What you should do> Copy the items below word for word, from the first line of the items through the line that contains "<point>412,331</point>".

▼

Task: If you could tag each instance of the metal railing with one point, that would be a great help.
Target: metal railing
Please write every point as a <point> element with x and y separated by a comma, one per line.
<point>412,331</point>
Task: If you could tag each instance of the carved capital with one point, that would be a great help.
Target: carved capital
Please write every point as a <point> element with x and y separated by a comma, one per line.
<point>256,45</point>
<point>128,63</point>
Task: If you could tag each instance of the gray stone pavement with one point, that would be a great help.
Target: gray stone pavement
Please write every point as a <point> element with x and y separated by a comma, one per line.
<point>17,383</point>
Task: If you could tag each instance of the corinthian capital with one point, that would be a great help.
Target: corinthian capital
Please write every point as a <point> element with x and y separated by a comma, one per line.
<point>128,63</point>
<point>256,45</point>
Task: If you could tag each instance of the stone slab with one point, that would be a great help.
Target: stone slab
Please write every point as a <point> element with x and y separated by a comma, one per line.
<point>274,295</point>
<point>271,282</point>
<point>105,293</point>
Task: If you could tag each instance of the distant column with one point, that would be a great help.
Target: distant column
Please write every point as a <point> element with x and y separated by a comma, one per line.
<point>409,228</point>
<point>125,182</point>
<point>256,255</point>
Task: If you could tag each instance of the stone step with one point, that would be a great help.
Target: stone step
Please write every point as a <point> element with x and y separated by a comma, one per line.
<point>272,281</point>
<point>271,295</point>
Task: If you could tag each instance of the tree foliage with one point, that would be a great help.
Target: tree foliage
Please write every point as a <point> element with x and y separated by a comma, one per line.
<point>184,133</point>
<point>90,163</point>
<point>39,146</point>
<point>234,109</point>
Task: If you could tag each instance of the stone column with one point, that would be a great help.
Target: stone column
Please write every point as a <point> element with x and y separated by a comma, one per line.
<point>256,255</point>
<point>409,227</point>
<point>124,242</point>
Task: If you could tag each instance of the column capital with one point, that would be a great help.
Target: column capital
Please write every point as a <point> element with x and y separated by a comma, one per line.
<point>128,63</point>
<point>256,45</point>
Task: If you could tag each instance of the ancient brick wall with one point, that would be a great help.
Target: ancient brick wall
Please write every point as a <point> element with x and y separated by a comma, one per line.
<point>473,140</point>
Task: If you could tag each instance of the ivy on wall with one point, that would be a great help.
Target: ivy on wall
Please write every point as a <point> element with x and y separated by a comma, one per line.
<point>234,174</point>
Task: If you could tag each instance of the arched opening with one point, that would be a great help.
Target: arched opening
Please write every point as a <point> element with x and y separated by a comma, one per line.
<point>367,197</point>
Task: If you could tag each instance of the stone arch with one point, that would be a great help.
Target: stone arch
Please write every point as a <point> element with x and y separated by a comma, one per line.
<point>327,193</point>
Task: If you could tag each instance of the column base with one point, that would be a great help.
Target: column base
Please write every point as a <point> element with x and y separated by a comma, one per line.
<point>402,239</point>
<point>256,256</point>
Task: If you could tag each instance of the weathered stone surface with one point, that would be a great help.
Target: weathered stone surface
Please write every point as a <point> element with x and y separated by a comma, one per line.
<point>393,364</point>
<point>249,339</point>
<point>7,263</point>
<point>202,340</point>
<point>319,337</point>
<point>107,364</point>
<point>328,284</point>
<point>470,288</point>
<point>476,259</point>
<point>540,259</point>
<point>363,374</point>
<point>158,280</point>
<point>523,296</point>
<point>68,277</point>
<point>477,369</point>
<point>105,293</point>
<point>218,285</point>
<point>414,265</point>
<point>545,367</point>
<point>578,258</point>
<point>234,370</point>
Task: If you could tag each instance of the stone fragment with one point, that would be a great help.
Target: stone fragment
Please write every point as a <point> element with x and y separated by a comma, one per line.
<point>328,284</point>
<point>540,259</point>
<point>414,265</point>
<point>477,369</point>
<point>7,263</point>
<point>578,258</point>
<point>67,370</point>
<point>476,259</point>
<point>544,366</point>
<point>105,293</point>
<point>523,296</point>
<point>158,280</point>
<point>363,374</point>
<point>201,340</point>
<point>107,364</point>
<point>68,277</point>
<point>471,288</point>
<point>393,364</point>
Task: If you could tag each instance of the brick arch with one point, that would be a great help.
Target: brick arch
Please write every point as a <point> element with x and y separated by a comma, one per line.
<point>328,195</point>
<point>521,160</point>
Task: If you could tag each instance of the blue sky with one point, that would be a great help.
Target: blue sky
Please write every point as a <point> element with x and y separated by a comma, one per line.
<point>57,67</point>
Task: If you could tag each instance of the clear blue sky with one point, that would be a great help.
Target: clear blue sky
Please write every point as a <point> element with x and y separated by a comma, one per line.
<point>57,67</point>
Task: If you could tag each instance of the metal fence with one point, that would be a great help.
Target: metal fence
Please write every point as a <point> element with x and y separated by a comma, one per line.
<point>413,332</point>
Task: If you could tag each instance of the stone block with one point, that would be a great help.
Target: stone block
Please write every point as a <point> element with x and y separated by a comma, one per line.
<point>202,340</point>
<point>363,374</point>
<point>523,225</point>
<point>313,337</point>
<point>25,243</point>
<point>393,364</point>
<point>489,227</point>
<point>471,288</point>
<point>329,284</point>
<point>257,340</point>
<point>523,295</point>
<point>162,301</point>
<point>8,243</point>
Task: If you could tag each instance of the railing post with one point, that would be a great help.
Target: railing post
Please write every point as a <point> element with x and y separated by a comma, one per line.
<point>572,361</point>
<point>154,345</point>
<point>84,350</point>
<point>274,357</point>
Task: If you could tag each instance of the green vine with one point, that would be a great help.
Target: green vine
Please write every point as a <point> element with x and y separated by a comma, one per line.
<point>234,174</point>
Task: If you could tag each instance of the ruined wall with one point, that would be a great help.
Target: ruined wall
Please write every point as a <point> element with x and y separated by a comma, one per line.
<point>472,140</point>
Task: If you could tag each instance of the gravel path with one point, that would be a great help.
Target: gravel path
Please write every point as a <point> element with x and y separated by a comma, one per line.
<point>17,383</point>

▲

Result for this exercise>
Task: If you could tag each instance of the metal railing with one point, that would be a great help.
Target: metal railing
Please write every point as a <point> element with x and y separated by a comma, one per line.
<point>412,331</point>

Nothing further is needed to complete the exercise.